**What needs to be done:** Can you reproduce everything in the listing from the line containing "In the photo above, where can the skylight" down through the line containing "[1162, 533]", with "apartment building" renamed to "residential block" and nothing else altered? Give only those lines.

**Records for this exercise:**
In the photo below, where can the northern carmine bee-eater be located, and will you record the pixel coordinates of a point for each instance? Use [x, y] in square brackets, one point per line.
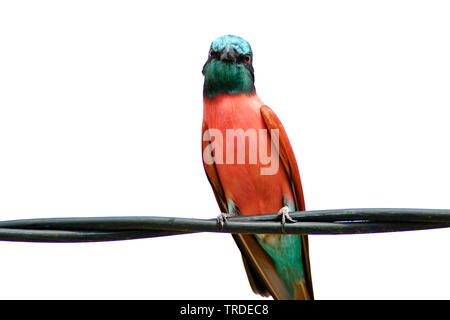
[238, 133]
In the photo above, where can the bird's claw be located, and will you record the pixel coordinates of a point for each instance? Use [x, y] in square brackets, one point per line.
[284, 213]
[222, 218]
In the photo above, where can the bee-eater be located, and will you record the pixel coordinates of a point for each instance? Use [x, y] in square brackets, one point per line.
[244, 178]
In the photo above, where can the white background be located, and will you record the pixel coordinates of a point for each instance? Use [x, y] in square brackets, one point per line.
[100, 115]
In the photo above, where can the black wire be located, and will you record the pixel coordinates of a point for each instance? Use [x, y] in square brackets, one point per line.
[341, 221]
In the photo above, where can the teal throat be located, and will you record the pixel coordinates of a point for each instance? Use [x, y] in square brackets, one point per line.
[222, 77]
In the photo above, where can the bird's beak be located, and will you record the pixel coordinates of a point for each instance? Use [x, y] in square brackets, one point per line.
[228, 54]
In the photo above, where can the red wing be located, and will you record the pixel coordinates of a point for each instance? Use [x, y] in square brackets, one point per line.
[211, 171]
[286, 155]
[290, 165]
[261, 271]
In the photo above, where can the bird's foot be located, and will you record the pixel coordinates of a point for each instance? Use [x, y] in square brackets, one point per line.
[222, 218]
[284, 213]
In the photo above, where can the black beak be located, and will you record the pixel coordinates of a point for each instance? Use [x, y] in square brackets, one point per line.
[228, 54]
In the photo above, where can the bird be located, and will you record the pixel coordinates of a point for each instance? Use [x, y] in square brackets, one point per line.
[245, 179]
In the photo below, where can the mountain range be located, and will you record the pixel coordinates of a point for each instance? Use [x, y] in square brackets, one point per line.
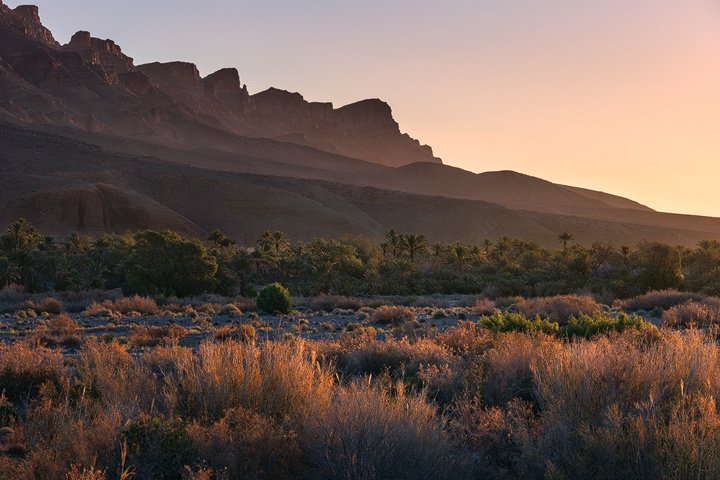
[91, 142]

==

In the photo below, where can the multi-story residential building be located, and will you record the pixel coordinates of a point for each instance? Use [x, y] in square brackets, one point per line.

---

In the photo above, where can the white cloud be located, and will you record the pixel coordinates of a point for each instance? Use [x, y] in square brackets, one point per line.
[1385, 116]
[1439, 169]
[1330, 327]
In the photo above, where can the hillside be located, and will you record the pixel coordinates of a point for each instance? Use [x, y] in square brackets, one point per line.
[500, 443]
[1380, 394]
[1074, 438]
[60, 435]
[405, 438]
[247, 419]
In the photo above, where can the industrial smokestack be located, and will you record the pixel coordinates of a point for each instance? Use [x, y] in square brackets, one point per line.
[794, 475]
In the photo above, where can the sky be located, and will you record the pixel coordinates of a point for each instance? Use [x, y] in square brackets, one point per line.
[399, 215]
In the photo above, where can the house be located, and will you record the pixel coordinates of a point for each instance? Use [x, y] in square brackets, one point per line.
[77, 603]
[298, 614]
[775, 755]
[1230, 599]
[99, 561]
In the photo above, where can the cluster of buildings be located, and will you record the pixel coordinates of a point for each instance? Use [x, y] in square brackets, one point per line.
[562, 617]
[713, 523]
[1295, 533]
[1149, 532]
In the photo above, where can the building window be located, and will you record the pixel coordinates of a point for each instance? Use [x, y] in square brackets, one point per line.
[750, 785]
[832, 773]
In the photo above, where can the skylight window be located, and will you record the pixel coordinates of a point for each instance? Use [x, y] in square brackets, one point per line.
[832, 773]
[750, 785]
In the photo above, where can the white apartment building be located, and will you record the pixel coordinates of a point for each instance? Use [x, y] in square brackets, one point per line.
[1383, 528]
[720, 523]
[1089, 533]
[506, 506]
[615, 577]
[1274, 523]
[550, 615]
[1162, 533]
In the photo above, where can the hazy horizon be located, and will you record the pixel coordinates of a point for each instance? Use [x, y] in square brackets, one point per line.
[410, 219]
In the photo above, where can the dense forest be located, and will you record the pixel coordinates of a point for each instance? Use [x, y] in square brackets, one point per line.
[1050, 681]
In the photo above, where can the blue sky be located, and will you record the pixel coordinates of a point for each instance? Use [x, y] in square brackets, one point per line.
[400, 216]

**Reply:**
In the photo above, where can the skylight window be located, and will you record the pixel coordinates of a point for each instance? Use [x, y] in square brackets, one point per line.
[832, 773]
[750, 785]
In the photo above, where can the white residential block be located, and will you record the pixel coordinates of a point for each instance? Use [x, y] in square brackets, one point per line.
[1383, 528]
[720, 523]
[1089, 533]
[506, 506]
[615, 577]
[1274, 523]
[550, 615]
[1162, 533]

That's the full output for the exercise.